_TASK INSTRUCTIONS_
Go over the entries and report the lines where the word "pink" occurs.

----- DATA FOR THIS EXERCISE -----

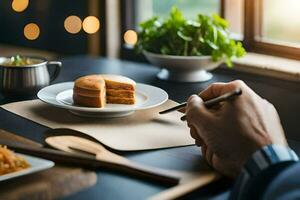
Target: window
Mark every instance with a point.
(147, 8)
(264, 26)
(272, 27)
(279, 22)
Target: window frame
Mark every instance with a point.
(253, 24)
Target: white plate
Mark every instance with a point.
(36, 165)
(60, 95)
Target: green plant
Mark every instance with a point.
(207, 35)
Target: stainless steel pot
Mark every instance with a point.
(28, 79)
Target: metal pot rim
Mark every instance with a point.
(43, 62)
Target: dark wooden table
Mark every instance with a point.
(284, 95)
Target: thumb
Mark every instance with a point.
(196, 110)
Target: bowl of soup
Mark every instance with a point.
(26, 75)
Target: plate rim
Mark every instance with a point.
(97, 110)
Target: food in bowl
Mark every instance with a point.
(175, 35)
(16, 61)
(97, 90)
(10, 162)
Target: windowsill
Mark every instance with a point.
(277, 67)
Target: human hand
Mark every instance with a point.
(232, 131)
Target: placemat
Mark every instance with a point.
(142, 130)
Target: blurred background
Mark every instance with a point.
(108, 28)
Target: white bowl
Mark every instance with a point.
(183, 68)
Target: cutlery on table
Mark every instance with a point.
(89, 161)
(73, 144)
(208, 104)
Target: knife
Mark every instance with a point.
(81, 160)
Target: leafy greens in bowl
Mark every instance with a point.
(206, 35)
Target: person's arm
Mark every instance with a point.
(261, 170)
(230, 133)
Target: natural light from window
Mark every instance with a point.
(280, 21)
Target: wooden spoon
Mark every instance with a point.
(111, 160)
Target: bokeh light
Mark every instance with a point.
(91, 24)
(31, 31)
(19, 5)
(73, 24)
(130, 37)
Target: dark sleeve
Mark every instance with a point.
(267, 174)
(276, 182)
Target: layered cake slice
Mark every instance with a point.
(90, 91)
(119, 89)
(97, 90)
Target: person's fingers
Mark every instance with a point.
(182, 110)
(195, 108)
(195, 135)
(217, 89)
(209, 156)
(203, 150)
(198, 143)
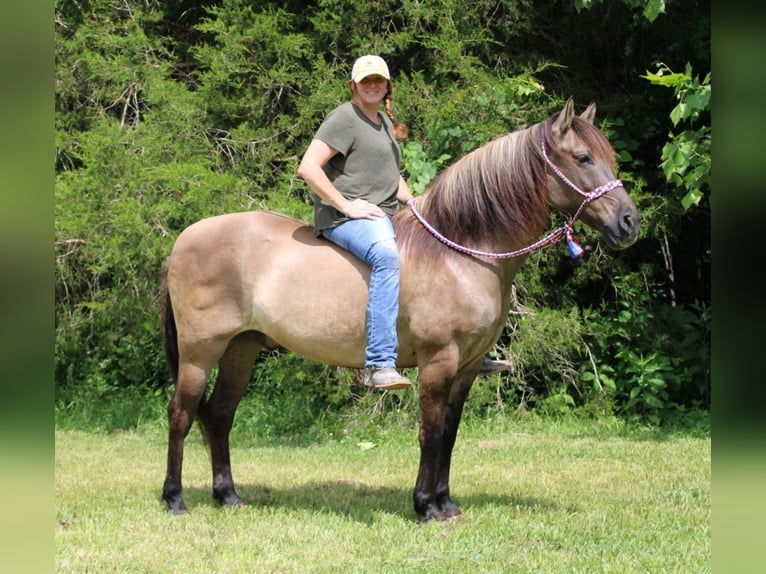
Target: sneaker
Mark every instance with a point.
(384, 378)
(491, 367)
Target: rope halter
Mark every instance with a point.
(566, 230)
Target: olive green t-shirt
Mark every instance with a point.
(366, 165)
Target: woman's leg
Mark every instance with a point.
(374, 242)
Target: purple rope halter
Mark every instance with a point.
(566, 230)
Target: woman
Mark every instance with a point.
(352, 165)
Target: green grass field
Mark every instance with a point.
(536, 497)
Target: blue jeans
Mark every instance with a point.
(374, 242)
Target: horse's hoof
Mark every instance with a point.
(229, 499)
(177, 506)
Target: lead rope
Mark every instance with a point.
(566, 230)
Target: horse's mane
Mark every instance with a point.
(495, 195)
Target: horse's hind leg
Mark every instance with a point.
(190, 386)
(216, 416)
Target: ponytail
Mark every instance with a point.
(401, 131)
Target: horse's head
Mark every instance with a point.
(581, 180)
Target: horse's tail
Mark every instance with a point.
(168, 326)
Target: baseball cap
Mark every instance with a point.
(367, 66)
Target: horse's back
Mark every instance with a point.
(267, 272)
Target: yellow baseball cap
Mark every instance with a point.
(368, 66)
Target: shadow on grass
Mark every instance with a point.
(358, 501)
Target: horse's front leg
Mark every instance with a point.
(441, 406)
(181, 409)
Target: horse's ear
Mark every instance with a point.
(564, 121)
(589, 115)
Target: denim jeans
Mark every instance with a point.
(374, 242)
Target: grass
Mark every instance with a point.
(536, 496)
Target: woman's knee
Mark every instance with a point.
(384, 253)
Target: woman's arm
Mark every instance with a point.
(310, 169)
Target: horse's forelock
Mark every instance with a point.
(597, 144)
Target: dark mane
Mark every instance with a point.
(493, 194)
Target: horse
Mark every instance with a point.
(240, 283)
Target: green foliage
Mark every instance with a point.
(651, 8)
(654, 356)
(686, 157)
(168, 113)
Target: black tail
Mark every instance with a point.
(168, 326)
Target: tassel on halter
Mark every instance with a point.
(575, 250)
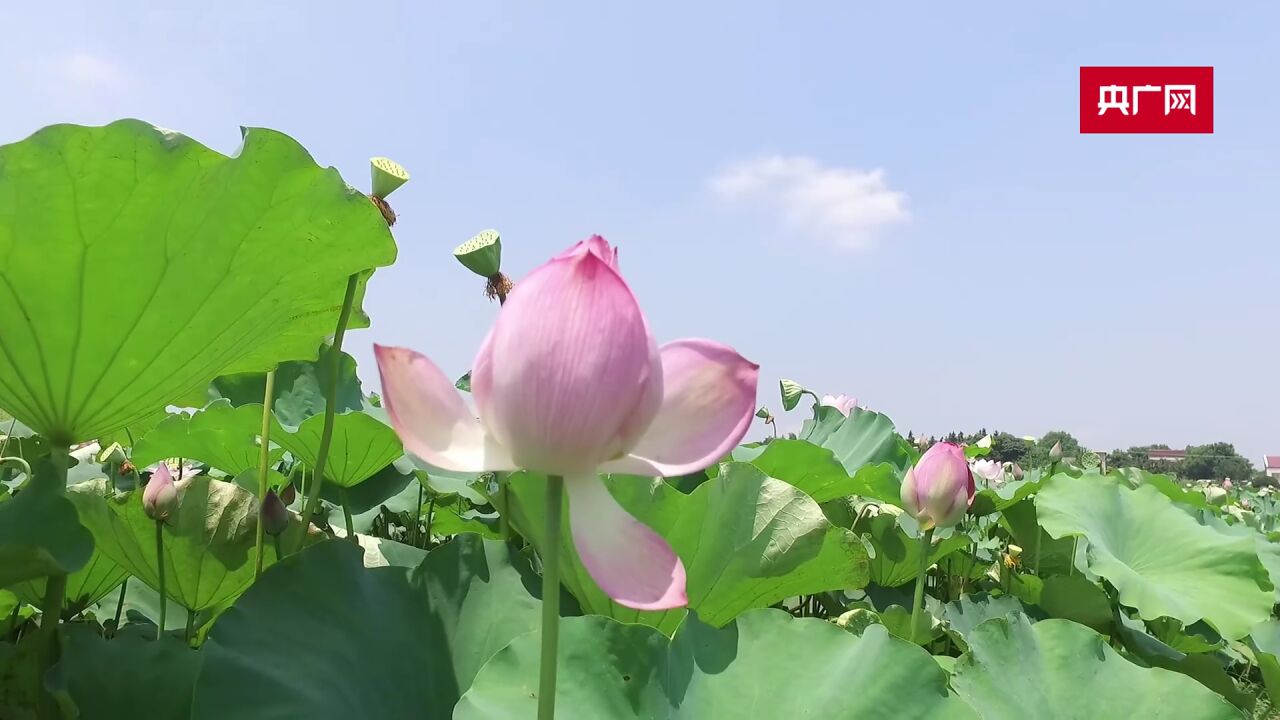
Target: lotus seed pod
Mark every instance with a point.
(275, 516)
(791, 392)
(481, 254)
(387, 176)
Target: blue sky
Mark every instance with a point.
(891, 201)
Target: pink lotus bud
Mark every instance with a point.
(160, 497)
(275, 516)
(570, 382)
(841, 402)
(988, 470)
(940, 487)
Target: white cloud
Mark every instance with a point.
(91, 71)
(845, 206)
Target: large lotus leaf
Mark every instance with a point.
(361, 446)
(764, 666)
(862, 438)
(321, 636)
(85, 587)
(176, 264)
(817, 472)
(1202, 666)
(208, 545)
(40, 534)
(1170, 488)
(967, 614)
(220, 436)
(746, 541)
(897, 552)
(1159, 557)
(118, 678)
(298, 391)
(1064, 670)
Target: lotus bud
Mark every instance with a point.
(113, 455)
(160, 497)
(940, 487)
(791, 392)
(841, 402)
(275, 516)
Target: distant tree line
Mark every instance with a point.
(1212, 461)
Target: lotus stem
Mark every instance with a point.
(430, 515)
(551, 598)
(164, 601)
(55, 592)
(417, 516)
(918, 602)
(329, 410)
(346, 514)
(264, 459)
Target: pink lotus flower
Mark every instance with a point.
(841, 402)
(940, 487)
(570, 382)
(160, 497)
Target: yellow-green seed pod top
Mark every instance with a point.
(387, 176)
(481, 254)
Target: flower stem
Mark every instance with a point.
(918, 602)
(264, 459)
(346, 514)
(329, 409)
(55, 592)
(160, 577)
(551, 598)
(119, 606)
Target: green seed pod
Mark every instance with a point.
(387, 174)
(481, 254)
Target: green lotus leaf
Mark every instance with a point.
(897, 552)
(1161, 561)
(300, 388)
(766, 665)
(1061, 669)
(220, 436)
(967, 614)
(40, 534)
(177, 264)
(862, 438)
(109, 679)
(208, 545)
(85, 587)
(816, 470)
(361, 446)
(321, 636)
(746, 541)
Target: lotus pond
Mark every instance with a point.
(206, 513)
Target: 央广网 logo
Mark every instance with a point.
(1147, 100)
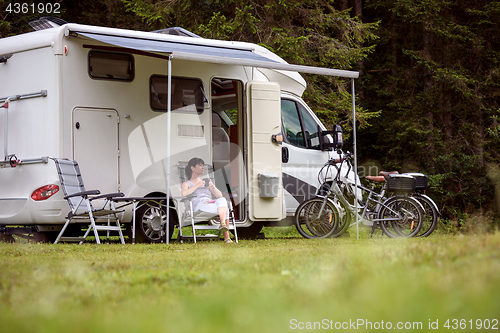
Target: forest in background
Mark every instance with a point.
(428, 93)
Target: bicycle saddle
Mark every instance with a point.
(376, 178)
(387, 173)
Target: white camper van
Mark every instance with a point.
(100, 96)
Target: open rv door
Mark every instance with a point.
(265, 191)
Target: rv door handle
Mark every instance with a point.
(284, 155)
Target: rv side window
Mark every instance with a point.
(299, 127)
(187, 94)
(111, 66)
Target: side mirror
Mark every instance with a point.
(337, 135)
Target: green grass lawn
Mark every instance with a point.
(277, 284)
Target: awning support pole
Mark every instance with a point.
(169, 116)
(355, 157)
(6, 128)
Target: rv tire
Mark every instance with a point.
(150, 224)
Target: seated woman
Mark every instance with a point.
(202, 201)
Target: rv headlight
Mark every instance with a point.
(44, 192)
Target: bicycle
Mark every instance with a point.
(431, 209)
(332, 211)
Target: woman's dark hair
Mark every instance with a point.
(192, 163)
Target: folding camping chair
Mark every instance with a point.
(189, 217)
(80, 203)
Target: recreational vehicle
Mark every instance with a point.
(132, 107)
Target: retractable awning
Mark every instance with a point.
(212, 54)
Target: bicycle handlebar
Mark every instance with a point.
(343, 158)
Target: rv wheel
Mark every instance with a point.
(150, 224)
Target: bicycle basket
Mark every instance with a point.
(400, 183)
(421, 180)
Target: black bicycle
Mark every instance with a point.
(341, 203)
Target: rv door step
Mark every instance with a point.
(72, 239)
(105, 227)
(210, 227)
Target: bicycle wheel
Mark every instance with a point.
(430, 215)
(345, 218)
(316, 217)
(404, 217)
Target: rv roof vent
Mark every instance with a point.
(177, 31)
(46, 22)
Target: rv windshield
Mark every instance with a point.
(187, 94)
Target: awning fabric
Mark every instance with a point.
(212, 54)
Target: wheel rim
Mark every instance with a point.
(311, 222)
(153, 223)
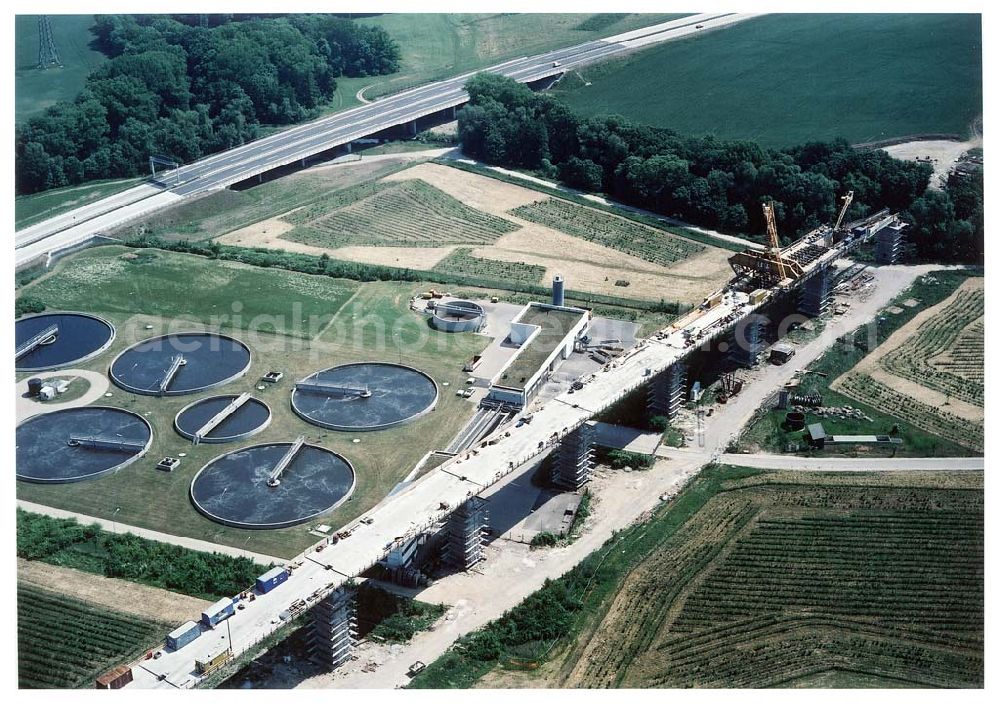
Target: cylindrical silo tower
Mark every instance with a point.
(558, 294)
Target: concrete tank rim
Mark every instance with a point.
(230, 438)
(88, 357)
(98, 474)
(142, 391)
(369, 428)
(475, 309)
(276, 525)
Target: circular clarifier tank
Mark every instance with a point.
(77, 444)
(59, 339)
(241, 488)
(223, 418)
(365, 396)
(177, 364)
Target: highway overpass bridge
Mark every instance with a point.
(423, 505)
(297, 144)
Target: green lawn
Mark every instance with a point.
(786, 79)
(375, 324)
(222, 294)
(438, 45)
(34, 89)
(63, 642)
(32, 209)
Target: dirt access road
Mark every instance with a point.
(117, 594)
(512, 571)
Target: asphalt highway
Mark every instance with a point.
(289, 146)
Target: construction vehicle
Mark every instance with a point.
(770, 266)
(731, 386)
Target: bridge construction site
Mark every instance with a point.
(446, 499)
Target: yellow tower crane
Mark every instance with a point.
(772, 233)
(847, 199)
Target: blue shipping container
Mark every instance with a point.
(185, 634)
(272, 579)
(217, 612)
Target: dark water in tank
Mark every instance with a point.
(211, 359)
(248, 417)
(43, 452)
(233, 488)
(79, 336)
(397, 392)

-----

_RESPONSE BOX_
Target: pink lotus bud
Target: pink lotus flower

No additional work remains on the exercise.